• Tasks for this exercise:
- 1) Reproduce the reviews of Intimate Empire between "(Jin-kyung Lee, author" and "and Cultural Nationalism)", inclusive.
- 2) Translate this sentence from the Intimate Empire reviews into Spanish: "Nayoung Aimee Kwon's Intimate Empire is a breakthrough in Korean and Japanese Studies."
- 3) Pick up the reviews of the book Intimate Empire where they stop and continue them.

• Provided passage:

** START **

Amazon.com: Intimate Empire: Collaboration and Colonial Modernity in Korea and Japan (9780822359258): Nayoung Aimee Kwon: Books
Review
"Intimate Empire is a pioneering study of the Japanese (and Korean) language cultural productions by ethnic Koreans from the empire's expansionist era during the Asia-Pacific war. Nayoung Aimee Kwon's intervention enables us to rethink the spaces of complex resistance, vexed co-optation and accommodating governmentalities opened up by these texts that trouble the received notions of ethnonational boundaries between postcolonial Korea and postimperial Japan. Staking out thought-provoking problematics and excavating new materials, analyzed by Kwon with exceptional care, nuance, and theoretical sophistication, Intimate Empire is a major step forward in transnational Asian studies."
(Jin-kyung Lee, author of Service Economies: Militarism, Sex Work, and Migrant Labor in South Korea)
"Nayoung Aimee Kwon's Intimate Empire is a breakthrough in Korean and Japanese Studies. The book has a dual focus: one is the contested colonial encounter between Korean and Japanese intellectuals in the Japanese Empire; the other is postcolonial power in which minority intellectuals work in the United States. Clearly it is an innovative type of comparative study of imperialisms both past and present."
(Naoki Sakai, author of Translation and Subjectivity: On 'Japan' and Cultural Nationalism)
"Impressively researched and brilliantly crafted, this is a landmark study of cultural production under Japanese colonialism that is sure to create many big waves across Korean and Japanese studies and which should be read by everyone with an interest in the antinomies and conundrums of colonial modernity throughout the world. Eschewing the conventional nationalist binary of 'collaboration' versus 'resistance,' Nayoung Aimee Kwon introduces the third term of 'intimacy,' and shows that an effective postcolonial critique must interrogate this disavowed and unspeakable zone."

** END **

• Excerpted records:
** START **

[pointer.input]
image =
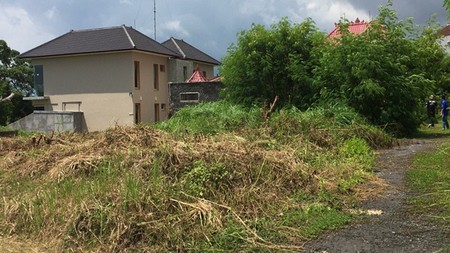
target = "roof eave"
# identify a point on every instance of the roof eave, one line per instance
(92, 53)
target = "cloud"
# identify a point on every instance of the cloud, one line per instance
(174, 27)
(50, 14)
(17, 26)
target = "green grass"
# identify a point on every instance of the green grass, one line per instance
(216, 179)
(430, 177)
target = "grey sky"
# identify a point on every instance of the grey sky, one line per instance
(210, 25)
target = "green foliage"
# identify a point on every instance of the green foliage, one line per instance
(202, 179)
(383, 73)
(357, 149)
(211, 118)
(15, 77)
(272, 62)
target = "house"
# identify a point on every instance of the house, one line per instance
(354, 27)
(189, 60)
(109, 76)
(444, 40)
(196, 89)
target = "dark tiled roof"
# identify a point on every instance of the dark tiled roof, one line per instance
(117, 38)
(189, 52)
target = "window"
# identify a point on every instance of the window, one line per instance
(189, 97)
(137, 113)
(39, 79)
(155, 77)
(137, 75)
(184, 73)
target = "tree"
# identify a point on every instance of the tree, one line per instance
(384, 73)
(267, 63)
(16, 77)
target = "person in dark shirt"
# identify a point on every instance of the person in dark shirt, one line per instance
(431, 111)
(444, 113)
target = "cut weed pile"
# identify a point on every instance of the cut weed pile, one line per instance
(246, 187)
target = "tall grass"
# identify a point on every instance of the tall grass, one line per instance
(217, 178)
(211, 118)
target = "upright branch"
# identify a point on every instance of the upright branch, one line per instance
(266, 114)
(7, 98)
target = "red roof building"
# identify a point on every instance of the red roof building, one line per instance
(355, 27)
(198, 77)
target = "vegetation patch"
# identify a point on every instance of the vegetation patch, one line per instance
(254, 185)
(430, 176)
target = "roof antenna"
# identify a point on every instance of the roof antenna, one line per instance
(154, 19)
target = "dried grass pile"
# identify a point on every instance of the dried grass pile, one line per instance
(141, 188)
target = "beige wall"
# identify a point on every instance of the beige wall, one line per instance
(102, 87)
(147, 95)
(209, 69)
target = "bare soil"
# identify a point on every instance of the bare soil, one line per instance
(395, 229)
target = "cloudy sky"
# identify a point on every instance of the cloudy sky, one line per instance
(210, 25)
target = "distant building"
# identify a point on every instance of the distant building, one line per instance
(106, 77)
(196, 89)
(188, 61)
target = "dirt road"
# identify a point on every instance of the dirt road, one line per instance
(394, 230)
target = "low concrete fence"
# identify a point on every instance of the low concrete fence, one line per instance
(48, 121)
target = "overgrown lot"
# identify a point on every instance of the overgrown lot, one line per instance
(213, 178)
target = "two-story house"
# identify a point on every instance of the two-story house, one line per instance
(114, 75)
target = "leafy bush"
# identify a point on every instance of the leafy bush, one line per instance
(211, 118)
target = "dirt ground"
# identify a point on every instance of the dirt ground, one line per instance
(394, 229)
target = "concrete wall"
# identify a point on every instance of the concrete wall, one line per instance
(207, 92)
(102, 87)
(45, 121)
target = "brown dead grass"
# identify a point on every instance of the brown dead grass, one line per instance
(261, 178)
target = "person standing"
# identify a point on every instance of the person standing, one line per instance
(431, 111)
(444, 113)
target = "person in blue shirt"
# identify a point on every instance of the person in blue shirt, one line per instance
(444, 113)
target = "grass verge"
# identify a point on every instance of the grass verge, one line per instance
(430, 177)
(236, 184)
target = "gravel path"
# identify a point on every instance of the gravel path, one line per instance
(395, 230)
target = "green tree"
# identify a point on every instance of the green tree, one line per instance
(16, 77)
(384, 73)
(272, 62)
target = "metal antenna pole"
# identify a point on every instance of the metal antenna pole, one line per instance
(154, 19)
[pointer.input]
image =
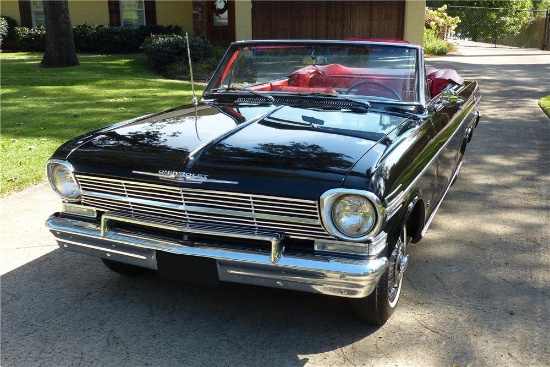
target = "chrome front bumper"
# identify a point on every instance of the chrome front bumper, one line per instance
(319, 273)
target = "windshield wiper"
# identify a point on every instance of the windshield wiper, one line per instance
(269, 98)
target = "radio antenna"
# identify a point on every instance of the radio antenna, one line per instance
(195, 100)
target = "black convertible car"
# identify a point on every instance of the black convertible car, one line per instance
(307, 165)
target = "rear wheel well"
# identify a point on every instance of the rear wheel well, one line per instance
(415, 221)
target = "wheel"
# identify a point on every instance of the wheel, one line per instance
(377, 307)
(124, 269)
(383, 86)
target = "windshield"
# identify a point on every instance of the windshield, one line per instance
(366, 71)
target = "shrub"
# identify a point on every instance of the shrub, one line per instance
(83, 36)
(101, 38)
(10, 35)
(434, 45)
(3, 29)
(200, 49)
(163, 51)
(32, 39)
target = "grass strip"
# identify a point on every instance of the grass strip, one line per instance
(42, 108)
(544, 103)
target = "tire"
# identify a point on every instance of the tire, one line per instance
(124, 269)
(377, 307)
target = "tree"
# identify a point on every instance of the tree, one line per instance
(60, 49)
(493, 22)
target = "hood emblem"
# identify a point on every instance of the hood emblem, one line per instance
(183, 177)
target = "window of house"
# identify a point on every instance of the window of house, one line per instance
(132, 13)
(37, 13)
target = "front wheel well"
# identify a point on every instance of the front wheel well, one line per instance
(415, 221)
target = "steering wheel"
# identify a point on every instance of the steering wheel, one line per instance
(389, 89)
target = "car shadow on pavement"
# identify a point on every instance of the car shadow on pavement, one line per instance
(68, 309)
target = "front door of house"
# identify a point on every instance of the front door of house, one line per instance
(220, 21)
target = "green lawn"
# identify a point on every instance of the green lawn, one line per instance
(544, 103)
(42, 108)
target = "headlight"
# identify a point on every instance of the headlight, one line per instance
(353, 215)
(62, 180)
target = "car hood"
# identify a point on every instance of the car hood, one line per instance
(279, 151)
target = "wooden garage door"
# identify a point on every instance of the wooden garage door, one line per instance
(327, 19)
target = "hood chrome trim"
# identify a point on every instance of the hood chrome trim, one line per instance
(184, 177)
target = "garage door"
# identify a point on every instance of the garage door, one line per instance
(327, 19)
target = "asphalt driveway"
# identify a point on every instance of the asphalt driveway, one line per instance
(477, 289)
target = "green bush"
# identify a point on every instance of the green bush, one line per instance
(101, 38)
(434, 45)
(32, 39)
(3, 29)
(163, 50)
(10, 36)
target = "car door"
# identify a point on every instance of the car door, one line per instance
(449, 135)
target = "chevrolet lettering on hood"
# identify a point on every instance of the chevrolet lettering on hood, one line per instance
(307, 165)
(183, 177)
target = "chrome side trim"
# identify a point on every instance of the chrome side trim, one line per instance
(325, 274)
(432, 216)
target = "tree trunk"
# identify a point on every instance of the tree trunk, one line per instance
(60, 50)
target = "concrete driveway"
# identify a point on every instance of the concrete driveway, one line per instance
(478, 288)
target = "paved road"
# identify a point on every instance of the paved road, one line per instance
(478, 289)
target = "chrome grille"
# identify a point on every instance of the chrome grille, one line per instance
(182, 207)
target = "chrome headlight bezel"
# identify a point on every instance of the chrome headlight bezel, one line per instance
(53, 167)
(331, 197)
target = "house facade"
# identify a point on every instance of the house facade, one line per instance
(223, 21)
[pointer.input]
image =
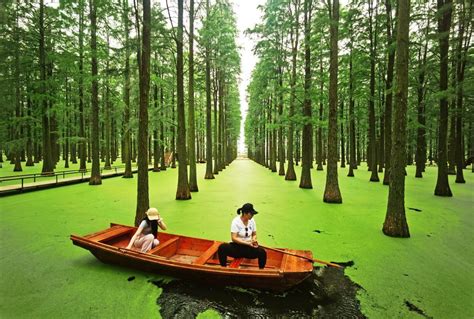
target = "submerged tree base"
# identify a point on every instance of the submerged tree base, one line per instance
(95, 180)
(328, 293)
(332, 197)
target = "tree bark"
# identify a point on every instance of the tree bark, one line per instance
(444, 24)
(460, 66)
(281, 148)
(17, 127)
(372, 138)
(108, 107)
(95, 171)
(352, 146)
(332, 193)
(126, 96)
(193, 186)
(420, 156)
(47, 158)
(290, 171)
(319, 152)
(395, 224)
(305, 181)
(143, 201)
(182, 191)
(209, 174)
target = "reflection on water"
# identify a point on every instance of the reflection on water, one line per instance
(328, 293)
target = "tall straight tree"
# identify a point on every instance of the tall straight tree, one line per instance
(388, 94)
(461, 53)
(47, 157)
(95, 179)
(352, 157)
(294, 37)
(374, 177)
(305, 181)
(209, 174)
(126, 95)
(420, 156)
(193, 187)
(395, 224)
(444, 24)
(82, 135)
(182, 191)
(332, 193)
(144, 82)
(17, 129)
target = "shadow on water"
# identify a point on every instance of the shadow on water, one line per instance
(328, 293)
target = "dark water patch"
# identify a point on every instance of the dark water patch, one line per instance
(349, 263)
(414, 308)
(328, 293)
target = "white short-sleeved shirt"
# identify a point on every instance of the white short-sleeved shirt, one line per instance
(146, 229)
(238, 227)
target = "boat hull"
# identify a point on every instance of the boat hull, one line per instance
(275, 278)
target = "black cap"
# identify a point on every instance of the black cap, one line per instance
(247, 208)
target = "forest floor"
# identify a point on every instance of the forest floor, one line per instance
(430, 274)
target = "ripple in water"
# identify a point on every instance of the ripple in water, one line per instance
(328, 293)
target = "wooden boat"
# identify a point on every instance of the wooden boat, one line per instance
(196, 259)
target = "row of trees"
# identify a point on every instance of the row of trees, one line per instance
(94, 79)
(316, 58)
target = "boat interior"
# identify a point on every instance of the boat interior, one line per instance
(184, 249)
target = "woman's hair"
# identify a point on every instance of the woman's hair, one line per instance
(153, 224)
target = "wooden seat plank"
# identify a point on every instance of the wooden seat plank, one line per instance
(163, 245)
(236, 262)
(111, 234)
(207, 254)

** END **

• Results:
- 1)
(Jin-kyung Lee, author of Service Economies: Militarism, Sex Work, and Migrant Labor in South Korea)
"Nayoung Aimee Kwon's Intimate Empire is a breakthrough in Korean and Japanese Studies. The book has a dual focus: one is the contested colonial encounter between Korean and Japanese intellectuals in the Japanese Empire; the other is postcolonial power in which minority intellectuals work in the United States. Clearly it is an innovative type of comparative study of imperialisms both past and present."
(Naoki Sakai, author of Translation and Subjectivity: On 'Japan' and Cultural Nationalism)

- 2) Intimate Empire, de Nayoung Aimee Kwon, es un gran avance en los estudios coreanos y japoneses.

- 3)
(Takashi Fujitani, author of Race for Empire: Koreans as Japanese and Japanese as Americans during World War II)
"Besides many compelling analyses and arguments made in Intimate Empire, plentiful visual materials provide us a fascinating glimpse into the cultural fields in the empire.... it is a great contribution to the scholarship on colonial culture and imperialism for its exemplary handling of archives and its succinct arguments made based on comparative readings of texts. It is an essential text for researchers of colonial literature, transcultural colonial exchange, cultural fields in wartime Japan, and translation."(Jooyeon Rhee Acta Koreana 2016-06-01)
"Intimate Empire is a most welcome addition to transcultural scholarship on East Asian literatures and cultures and sets an excellent example for future research on imperialism in East Asia and well beyond."(Karen Thornber Pacific Affairs 2016-12-12)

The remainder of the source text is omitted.